**EXERCISE DIRECTIONS**
Lines in the records below that contain the word "covered" must each be copied.

**DATA TO EXAMINE**
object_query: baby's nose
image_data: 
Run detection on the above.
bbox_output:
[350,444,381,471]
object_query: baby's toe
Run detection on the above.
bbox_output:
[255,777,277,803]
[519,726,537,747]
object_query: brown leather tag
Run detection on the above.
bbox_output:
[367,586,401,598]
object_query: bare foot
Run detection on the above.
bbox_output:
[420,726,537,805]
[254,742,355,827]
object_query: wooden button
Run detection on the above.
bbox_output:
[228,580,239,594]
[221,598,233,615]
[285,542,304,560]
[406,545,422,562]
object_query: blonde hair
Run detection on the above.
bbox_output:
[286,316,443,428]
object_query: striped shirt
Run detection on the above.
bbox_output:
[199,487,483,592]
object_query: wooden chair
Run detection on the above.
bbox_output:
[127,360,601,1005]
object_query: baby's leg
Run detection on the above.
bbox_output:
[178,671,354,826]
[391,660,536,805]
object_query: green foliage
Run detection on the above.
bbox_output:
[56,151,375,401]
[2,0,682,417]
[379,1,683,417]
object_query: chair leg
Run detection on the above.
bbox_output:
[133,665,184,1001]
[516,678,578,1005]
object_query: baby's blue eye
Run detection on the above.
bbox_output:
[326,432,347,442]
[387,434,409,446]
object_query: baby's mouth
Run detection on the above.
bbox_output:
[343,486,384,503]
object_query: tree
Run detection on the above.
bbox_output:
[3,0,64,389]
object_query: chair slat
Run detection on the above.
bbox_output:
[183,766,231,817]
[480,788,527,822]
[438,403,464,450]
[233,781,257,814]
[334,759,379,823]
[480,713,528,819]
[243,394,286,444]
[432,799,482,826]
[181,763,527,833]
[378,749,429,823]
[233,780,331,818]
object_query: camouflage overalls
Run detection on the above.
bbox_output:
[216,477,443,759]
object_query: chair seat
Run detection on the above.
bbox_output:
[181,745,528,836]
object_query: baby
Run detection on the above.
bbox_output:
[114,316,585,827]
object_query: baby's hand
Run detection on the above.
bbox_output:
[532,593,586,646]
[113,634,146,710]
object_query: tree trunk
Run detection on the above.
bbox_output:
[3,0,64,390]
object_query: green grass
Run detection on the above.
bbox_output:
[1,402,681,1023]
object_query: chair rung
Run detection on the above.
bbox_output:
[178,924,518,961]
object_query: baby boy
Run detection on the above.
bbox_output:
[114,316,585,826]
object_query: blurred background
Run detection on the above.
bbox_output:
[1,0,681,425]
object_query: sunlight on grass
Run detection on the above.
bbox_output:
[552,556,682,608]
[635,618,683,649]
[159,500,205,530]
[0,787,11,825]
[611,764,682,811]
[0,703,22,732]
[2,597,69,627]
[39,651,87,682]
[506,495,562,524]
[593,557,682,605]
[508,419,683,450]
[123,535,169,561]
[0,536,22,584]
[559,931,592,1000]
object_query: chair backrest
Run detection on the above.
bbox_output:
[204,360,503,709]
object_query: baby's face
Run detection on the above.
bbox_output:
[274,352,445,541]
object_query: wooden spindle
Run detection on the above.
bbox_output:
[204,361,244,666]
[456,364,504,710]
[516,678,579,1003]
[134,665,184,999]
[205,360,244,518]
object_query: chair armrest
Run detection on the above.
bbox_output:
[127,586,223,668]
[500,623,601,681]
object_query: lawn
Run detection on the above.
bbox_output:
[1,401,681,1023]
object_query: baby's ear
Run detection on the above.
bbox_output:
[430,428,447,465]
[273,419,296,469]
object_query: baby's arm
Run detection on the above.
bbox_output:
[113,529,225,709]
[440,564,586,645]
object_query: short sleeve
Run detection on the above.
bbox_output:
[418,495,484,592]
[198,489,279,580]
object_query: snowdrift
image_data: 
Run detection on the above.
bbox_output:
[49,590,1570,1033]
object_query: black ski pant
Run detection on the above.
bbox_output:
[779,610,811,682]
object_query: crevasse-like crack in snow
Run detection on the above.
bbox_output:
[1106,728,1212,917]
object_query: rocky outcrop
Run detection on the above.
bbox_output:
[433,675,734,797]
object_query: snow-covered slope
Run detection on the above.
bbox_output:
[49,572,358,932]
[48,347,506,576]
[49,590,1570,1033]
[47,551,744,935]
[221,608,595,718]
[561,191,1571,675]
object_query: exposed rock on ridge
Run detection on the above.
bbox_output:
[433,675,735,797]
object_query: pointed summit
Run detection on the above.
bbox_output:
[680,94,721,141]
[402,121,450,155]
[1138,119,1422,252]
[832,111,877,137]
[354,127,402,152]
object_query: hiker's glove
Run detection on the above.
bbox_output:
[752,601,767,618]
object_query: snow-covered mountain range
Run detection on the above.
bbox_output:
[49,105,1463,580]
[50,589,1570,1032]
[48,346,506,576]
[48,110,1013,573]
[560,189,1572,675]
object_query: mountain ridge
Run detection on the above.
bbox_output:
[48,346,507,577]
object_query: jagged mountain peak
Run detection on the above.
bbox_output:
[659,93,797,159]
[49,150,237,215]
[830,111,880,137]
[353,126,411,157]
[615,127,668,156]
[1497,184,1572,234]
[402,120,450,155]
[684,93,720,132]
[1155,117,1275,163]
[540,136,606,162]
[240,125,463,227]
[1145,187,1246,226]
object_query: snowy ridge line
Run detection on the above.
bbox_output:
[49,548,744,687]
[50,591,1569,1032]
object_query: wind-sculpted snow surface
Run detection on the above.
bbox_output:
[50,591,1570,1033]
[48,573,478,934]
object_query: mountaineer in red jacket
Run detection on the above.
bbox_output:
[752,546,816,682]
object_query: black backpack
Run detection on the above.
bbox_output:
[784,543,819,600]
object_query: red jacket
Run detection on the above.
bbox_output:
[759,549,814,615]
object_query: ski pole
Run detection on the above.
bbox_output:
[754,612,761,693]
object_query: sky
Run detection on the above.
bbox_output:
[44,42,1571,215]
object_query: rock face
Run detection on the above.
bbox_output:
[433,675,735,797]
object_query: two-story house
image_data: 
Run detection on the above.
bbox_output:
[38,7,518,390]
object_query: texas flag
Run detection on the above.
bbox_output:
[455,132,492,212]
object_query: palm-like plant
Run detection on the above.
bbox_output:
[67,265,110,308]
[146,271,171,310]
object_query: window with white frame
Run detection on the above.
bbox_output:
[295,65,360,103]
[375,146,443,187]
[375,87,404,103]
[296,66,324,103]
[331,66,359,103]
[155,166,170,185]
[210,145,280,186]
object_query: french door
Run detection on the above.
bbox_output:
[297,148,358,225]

**ANSWER BOX**
object_query: snow-covered slope
object_query: snow-covered mountain range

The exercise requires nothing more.